Rewrite the records from the line containing "Trail camera triggered overnight. Can you mark every wooden" through the line containing "[31,427,858,1075]", replacing "overnight" with "at dawn" and leaving everything else unchanged.

• Given information:
↓↓↓

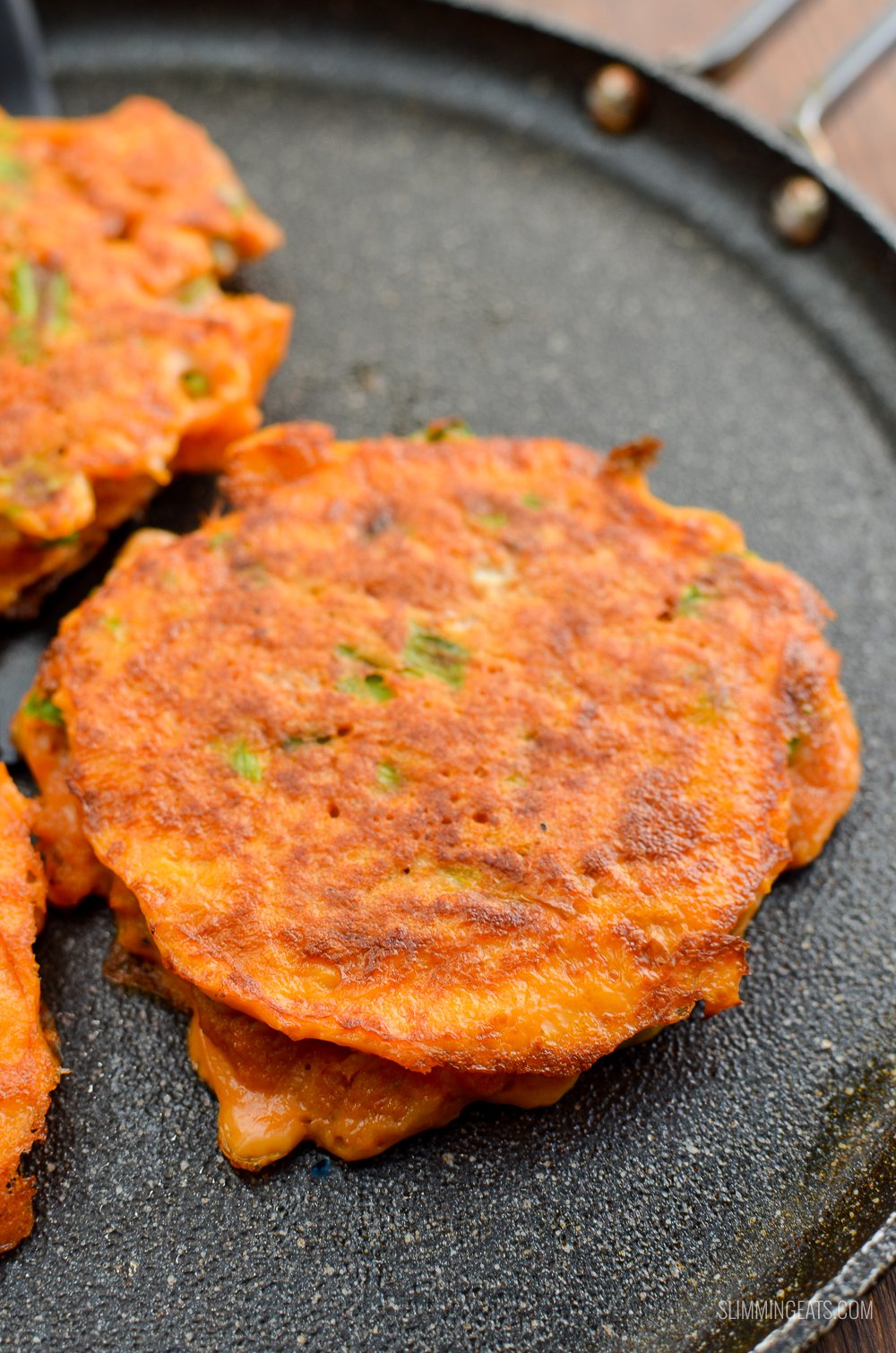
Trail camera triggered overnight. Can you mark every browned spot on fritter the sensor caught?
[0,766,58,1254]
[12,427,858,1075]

↑↑↑
↓↓↓

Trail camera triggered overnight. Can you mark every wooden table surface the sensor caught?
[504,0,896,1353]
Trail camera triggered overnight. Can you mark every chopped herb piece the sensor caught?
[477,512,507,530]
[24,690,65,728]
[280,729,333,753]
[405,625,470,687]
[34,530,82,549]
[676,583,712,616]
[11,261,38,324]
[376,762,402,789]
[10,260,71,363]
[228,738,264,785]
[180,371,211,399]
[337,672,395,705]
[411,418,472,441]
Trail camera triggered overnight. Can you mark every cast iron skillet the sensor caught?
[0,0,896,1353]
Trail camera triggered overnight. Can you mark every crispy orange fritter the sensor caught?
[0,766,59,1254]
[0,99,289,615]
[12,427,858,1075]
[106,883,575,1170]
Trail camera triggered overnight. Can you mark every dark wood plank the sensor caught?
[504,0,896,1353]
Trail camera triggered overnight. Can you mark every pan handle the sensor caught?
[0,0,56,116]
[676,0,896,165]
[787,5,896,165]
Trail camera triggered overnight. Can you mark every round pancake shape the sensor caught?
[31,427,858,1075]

↑↑↑

• Result:
Trail camera triggered at dawn. Can you mark every wooden table surface the sensor caught?
[504,0,896,1353]
Trail camera triggered at dawn. Can you mark every chopped herb piece the sensor caught?
[477,512,507,530]
[24,690,65,728]
[280,729,333,753]
[405,625,470,687]
[34,530,82,549]
[676,583,712,616]
[11,261,38,324]
[376,762,402,789]
[10,260,71,363]
[228,738,264,785]
[180,371,211,399]
[337,672,395,705]
[411,418,472,441]
Trail camera triggered at dawn. Can you mark every cast iron skillet the sensor caught?
[0,0,896,1353]
Trail camera triggered at dawn. Can you mark every crispy orange fritter the sensor caught?
[0,766,59,1254]
[0,99,289,615]
[12,427,858,1075]
[106,883,575,1170]
Trail camera triggered at dawn. Can you mark every dark wood plank the sensor caught?
[504,0,896,1353]
Trail camera triggered at dawn. Can you mark every pan handle the sensor caught?
[0,0,56,116]
[676,0,896,165]
[787,5,896,165]
Trail camera triggered at dawn. Can you mark every round pancake shape the sensor caught?
[31,427,858,1075]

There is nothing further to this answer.